- **Your assignment**
A verbatim copy of all the data is required; the pictures should not appear in it.

- **Data records**
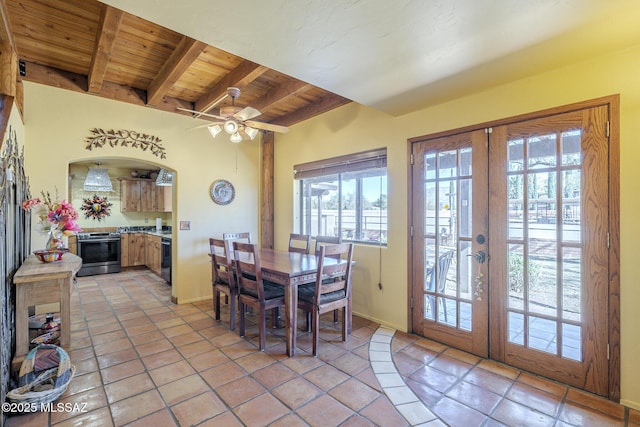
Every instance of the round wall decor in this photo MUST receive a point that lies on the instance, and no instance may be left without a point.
(222, 192)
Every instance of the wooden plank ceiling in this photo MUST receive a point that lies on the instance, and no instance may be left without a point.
(87, 46)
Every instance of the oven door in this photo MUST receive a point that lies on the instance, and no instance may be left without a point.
(99, 256)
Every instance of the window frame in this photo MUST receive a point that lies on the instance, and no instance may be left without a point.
(342, 168)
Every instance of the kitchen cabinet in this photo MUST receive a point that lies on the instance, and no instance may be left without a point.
(143, 195)
(153, 253)
(132, 249)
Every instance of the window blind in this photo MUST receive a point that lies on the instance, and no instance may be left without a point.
(349, 163)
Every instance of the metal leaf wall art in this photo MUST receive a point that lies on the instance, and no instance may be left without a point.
(125, 138)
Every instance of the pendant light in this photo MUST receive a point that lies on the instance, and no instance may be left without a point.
(98, 179)
(165, 178)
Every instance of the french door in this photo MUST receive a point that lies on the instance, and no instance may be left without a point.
(510, 256)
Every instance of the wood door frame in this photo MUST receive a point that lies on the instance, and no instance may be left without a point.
(613, 104)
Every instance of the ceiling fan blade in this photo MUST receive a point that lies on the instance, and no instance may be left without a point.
(247, 113)
(267, 126)
(206, 125)
(200, 113)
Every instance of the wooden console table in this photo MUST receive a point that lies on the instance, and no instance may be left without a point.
(40, 283)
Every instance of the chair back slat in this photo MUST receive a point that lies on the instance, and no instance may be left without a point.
(340, 273)
(245, 236)
(300, 243)
(248, 268)
(326, 240)
(221, 264)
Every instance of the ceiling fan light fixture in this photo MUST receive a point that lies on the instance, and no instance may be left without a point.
(230, 127)
(236, 138)
(214, 130)
(251, 132)
(98, 180)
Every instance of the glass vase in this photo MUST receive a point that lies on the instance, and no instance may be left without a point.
(55, 240)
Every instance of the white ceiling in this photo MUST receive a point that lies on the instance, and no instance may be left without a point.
(399, 56)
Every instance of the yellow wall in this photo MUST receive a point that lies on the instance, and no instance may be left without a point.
(57, 121)
(117, 218)
(56, 125)
(355, 128)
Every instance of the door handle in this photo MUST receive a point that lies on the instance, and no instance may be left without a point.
(480, 256)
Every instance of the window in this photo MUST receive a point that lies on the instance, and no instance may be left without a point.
(345, 196)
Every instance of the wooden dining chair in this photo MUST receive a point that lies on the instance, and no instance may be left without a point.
(332, 289)
(253, 291)
(245, 237)
(223, 278)
(299, 243)
(324, 240)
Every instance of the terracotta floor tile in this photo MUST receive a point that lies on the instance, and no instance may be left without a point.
(451, 365)
(255, 361)
(108, 347)
(291, 420)
(98, 418)
(128, 387)
(489, 380)
(354, 394)
(79, 404)
(222, 374)
(196, 348)
(240, 391)
(296, 392)
(326, 377)
(453, 413)
(146, 337)
(117, 357)
(535, 398)
(136, 407)
(181, 329)
(438, 380)
(36, 419)
(183, 389)
(161, 418)
(153, 347)
(273, 375)
(207, 360)
(163, 358)
(475, 397)
(86, 366)
(161, 364)
(123, 370)
(171, 372)
(261, 411)
(324, 410)
(141, 329)
(350, 363)
(512, 414)
(82, 383)
(198, 409)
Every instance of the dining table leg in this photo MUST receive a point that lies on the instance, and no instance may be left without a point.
(291, 316)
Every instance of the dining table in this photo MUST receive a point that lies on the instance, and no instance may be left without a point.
(292, 269)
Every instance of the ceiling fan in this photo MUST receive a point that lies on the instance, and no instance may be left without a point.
(235, 121)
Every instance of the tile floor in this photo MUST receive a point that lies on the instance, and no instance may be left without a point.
(142, 360)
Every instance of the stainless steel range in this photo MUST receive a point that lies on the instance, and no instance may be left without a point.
(100, 253)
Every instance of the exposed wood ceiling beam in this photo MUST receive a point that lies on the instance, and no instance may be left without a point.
(5, 27)
(109, 25)
(327, 103)
(182, 57)
(242, 75)
(78, 83)
(279, 94)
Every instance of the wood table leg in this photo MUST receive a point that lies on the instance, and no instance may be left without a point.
(291, 316)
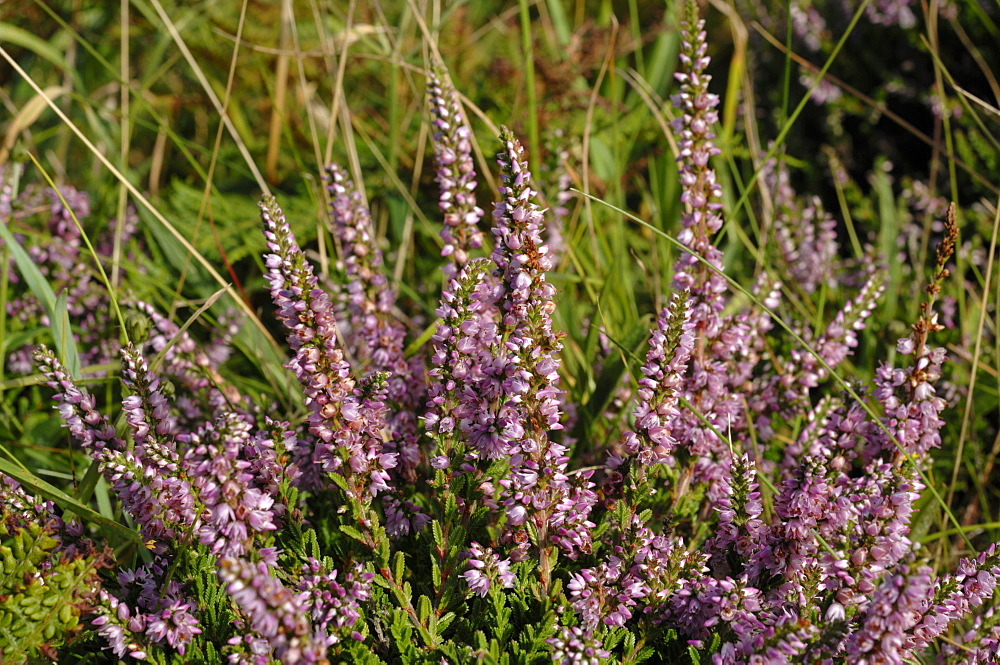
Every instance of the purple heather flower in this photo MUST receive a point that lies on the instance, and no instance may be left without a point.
(577, 646)
(896, 607)
(347, 425)
(275, 612)
(740, 530)
(456, 176)
(804, 232)
(485, 569)
(334, 605)
(78, 408)
(148, 479)
(670, 347)
(237, 505)
(377, 339)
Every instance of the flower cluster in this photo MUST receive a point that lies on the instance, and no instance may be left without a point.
(429, 503)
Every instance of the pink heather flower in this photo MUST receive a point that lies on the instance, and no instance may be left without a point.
(576, 646)
(275, 612)
(347, 424)
(485, 569)
(537, 487)
(670, 347)
(456, 176)
(237, 504)
(377, 339)
(334, 605)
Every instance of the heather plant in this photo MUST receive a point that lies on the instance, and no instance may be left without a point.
(431, 489)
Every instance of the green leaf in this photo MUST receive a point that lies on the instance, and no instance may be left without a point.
(353, 533)
(43, 489)
(399, 566)
(63, 334)
(41, 289)
(438, 533)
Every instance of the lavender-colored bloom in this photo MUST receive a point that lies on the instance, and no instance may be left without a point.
(740, 531)
(334, 605)
(275, 612)
(347, 425)
(804, 232)
(456, 176)
(377, 339)
(576, 646)
(462, 339)
(485, 569)
(78, 408)
(148, 479)
(895, 609)
(670, 347)
(537, 487)
(236, 505)
(146, 409)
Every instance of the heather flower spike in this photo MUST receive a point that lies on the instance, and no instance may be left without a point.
(379, 338)
(455, 174)
(346, 427)
(732, 505)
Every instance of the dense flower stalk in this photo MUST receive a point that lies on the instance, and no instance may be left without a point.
(537, 488)
(275, 612)
(456, 176)
(334, 605)
(378, 337)
(660, 387)
(484, 569)
(347, 431)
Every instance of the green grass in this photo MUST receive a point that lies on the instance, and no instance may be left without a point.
(189, 111)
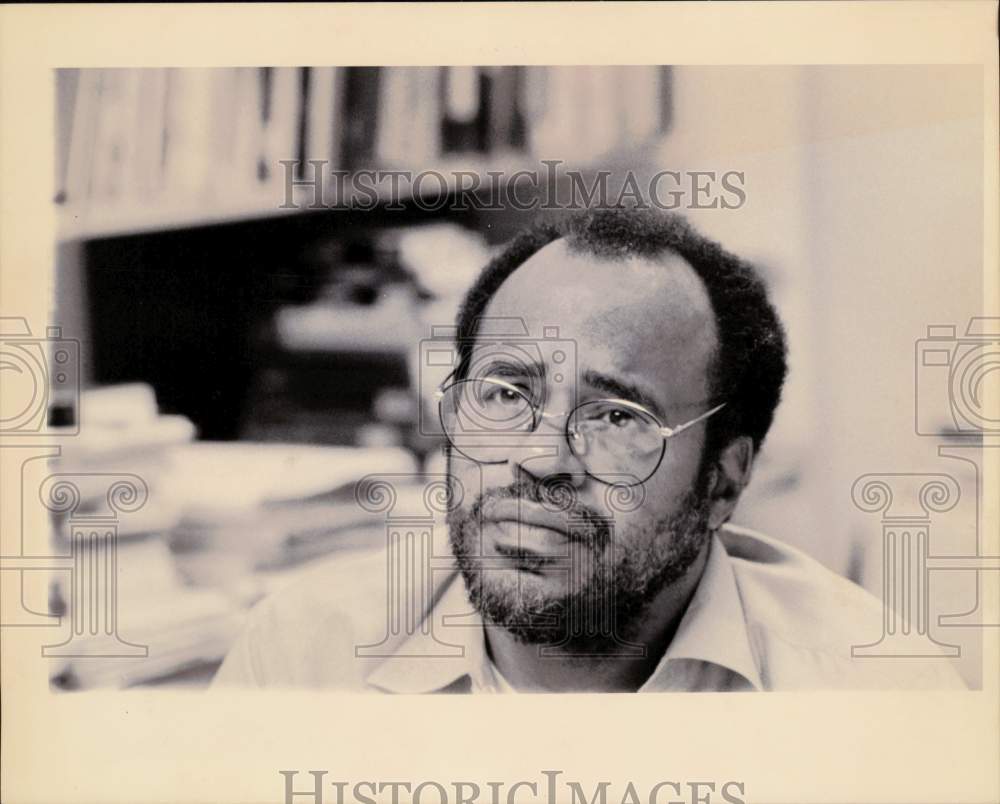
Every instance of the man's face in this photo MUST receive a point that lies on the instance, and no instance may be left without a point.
(534, 535)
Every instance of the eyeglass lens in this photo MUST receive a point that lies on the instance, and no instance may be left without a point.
(612, 440)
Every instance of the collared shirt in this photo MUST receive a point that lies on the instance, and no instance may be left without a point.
(763, 617)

- **Result for this exercise**
Every instance of the round wall decor in this photo MUST receive a point that lies on the instance, and no instance may be left without a point.
(222, 192)
Every instance of the wooden plank ceiling in this photo MUST receive a point that lies on the instance, and no instance may be left without a point.
(87, 46)
Every instance of the oven door in this photo MUST receive a point that lies on the instance, and no instance may be left without a point.
(99, 256)
Every instance of the window frame in this photo MUST receive a point that lies on the instance, and no instance may be left without a point.
(342, 168)
Every instance of the kitchen cabinet in this photo MUST receive a point that lies on the instance, and no instance may be left without a point.
(143, 195)
(153, 253)
(132, 249)
Every instance of the window blind in this photo MUST receive a point that lies on the instance, and no instance may be left without a point.
(349, 163)
Every instance of the metal leaf wall art in this photo MUST receive a point that lies on the instance, and no instance may be left without a point.
(125, 138)
Every instance of the pendant light in this photo MUST receive a point that lies on the instance, and no instance may be left without a point.
(98, 179)
(165, 178)
Every instance of the french door in this photo MUST receive a point that lies on the instance, and no instance may be left without a point.
(510, 256)
Every instance of the wood door frame in this photo MUST receive a point that lies on the instance, and no instance may be left without a point.
(613, 104)
Every instance of the ceiling fan blade in this photo MUST receive a point that lies on the instance, and no instance may be left without a point.
(247, 113)
(267, 126)
(206, 125)
(200, 113)
Every instance of the wooden console table in this photo MUST receive a point that lies on the instance, and no instance may be left without a point.
(40, 283)
Every instance of the chair back slat in this photo MUST receive a point that lies on the instance, and no instance may be left without a point.
(340, 273)
(245, 236)
(300, 243)
(248, 268)
(326, 240)
(221, 264)
Every instance of the ceiling fan light fixture in this photo MUST receive a point that lies on the instance, and no instance may be left without a point.
(230, 127)
(236, 138)
(214, 130)
(251, 132)
(98, 180)
Every instance of the glass vase in this photo MUST receive a point that lies on the instance, and no instance may be left without a point.
(55, 240)
Every instance of the white ceiling in this photo MUST receive a point that lies on the instance, and no instance may be left without a point.
(399, 56)
Every instance of the yellow wall in this photo MUST receive a point that lies on the instance, and no instance may be left without a point.
(57, 121)
(117, 218)
(56, 125)
(355, 128)
Every instance of the door handle in this photo MUST receive a point that lies on the instance, and no instance may be left without a point.
(480, 256)
Every instance of the window in this photo MUST receive a point that lies on the instance, and no instance may be left without a point.
(345, 196)
Every instance of the wooden dining chair in this photo MUST receive a point that lies on the instance, and no instance may be left without a point.
(332, 289)
(253, 291)
(245, 237)
(223, 278)
(299, 243)
(324, 240)
Every instance of the terracotta floor tile in this photo MUST receive a point that lies on the instance, and no instance may be left without a point.
(451, 365)
(255, 361)
(108, 347)
(291, 420)
(98, 418)
(128, 387)
(489, 380)
(354, 394)
(79, 404)
(222, 374)
(196, 348)
(240, 391)
(296, 392)
(326, 377)
(453, 413)
(146, 337)
(117, 357)
(535, 398)
(136, 407)
(181, 329)
(438, 380)
(36, 419)
(183, 389)
(161, 418)
(153, 347)
(273, 375)
(207, 360)
(163, 358)
(475, 397)
(86, 366)
(161, 364)
(123, 370)
(171, 372)
(261, 411)
(324, 410)
(141, 329)
(350, 363)
(512, 414)
(82, 383)
(198, 409)
Every instance of the dining table leg in this photo MUST receive a point that lies on the instance, and no instance may be left without a point.
(291, 316)
Every instance of the dining table in this photo MUST receive a point that lies on the instance, and no instance may be left without a point.
(292, 269)
Every instance of the ceiling fan in this photo MUST receive a point that lies on the instance, and no instance may be left without a point.
(235, 121)
Every instance of the tile floor in this photo MUST receive a point that lies on the instance, and no instance may be left without a point.
(142, 360)
Every instance of the stainless steel range in this photo MUST receive a point that lies on the instance, and no instance may be left without a point.
(100, 253)
Every instance of the exposed wood ceiling beam in this photo MUST receive a point that lies on the instance, and no instance may be left without a point.
(5, 27)
(109, 25)
(327, 103)
(182, 57)
(242, 75)
(78, 83)
(279, 94)
Every instance of the wood table leg in this photo MUST receive a point that lies on the instance, and no instance may be left without a point.
(291, 316)
Every instance of the purple heather flower in this photo MUST receive a point that lies on the instance, and no instance may be left without a point.
(577, 646)
(896, 607)
(347, 425)
(275, 612)
(740, 530)
(456, 176)
(804, 232)
(485, 569)
(334, 605)
(78, 408)
(148, 479)
(670, 347)
(237, 505)
(377, 339)
Every instance of the flower cluster in this photo MUST receive a point that lies on the instance, and no instance may be left without a point.
(429, 503)
Every instance of the pink heather flower in this photo MUST receive a point that lies on the instance, and no instance may be left without a point.
(576, 646)
(275, 612)
(347, 424)
(485, 569)
(537, 487)
(670, 347)
(456, 176)
(237, 504)
(377, 339)
(334, 605)
Every instance of the heather plant in this photo MUST receive a point that lies on the instance, and no instance may be left without a point.
(431, 489)
Every instance of the green leaf in this photo MUST receive a point that lies on the instance, and no instance may be left without a point.
(353, 533)
(43, 489)
(399, 566)
(63, 334)
(41, 289)
(438, 533)
Every instance of the lavender-colored bloom in this photo MUST receive a point that lies on the instance, and no instance may be left without a point.
(740, 531)
(334, 605)
(275, 612)
(347, 425)
(804, 232)
(456, 176)
(377, 339)
(576, 646)
(462, 339)
(485, 569)
(78, 408)
(148, 479)
(895, 609)
(670, 347)
(537, 487)
(236, 505)
(146, 409)
Every instance of the heather flower spike in this photo MUST receive a point that lies on the instance, and no instance may be left without a point.
(379, 338)
(455, 174)
(346, 427)
(732, 505)
Every instance of the dense flower stalk in this photo MUST receive a point that lies on the instance, and no instance may be left without a point.
(537, 488)
(275, 612)
(456, 176)
(334, 605)
(378, 337)
(660, 387)
(484, 569)
(347, 431)
Every instance of the green grass in this photo MUST receive a point that lies on the instance, and no instance may be left without a point.
(189, 111)
Every instance of the man's face in this photo MUST receive a point that lies on the instance, and no instance may be left without a point.
(534, 535)
Every instance of the eyeglass lens in this photo MUST receive a point that lies on the instance, and no instance may be left without a point.
(612, 440)
Every instance of the collared shirt in this photo MUST receive a point that lies on the instance, and no instance may be left without a point.
(763, 617)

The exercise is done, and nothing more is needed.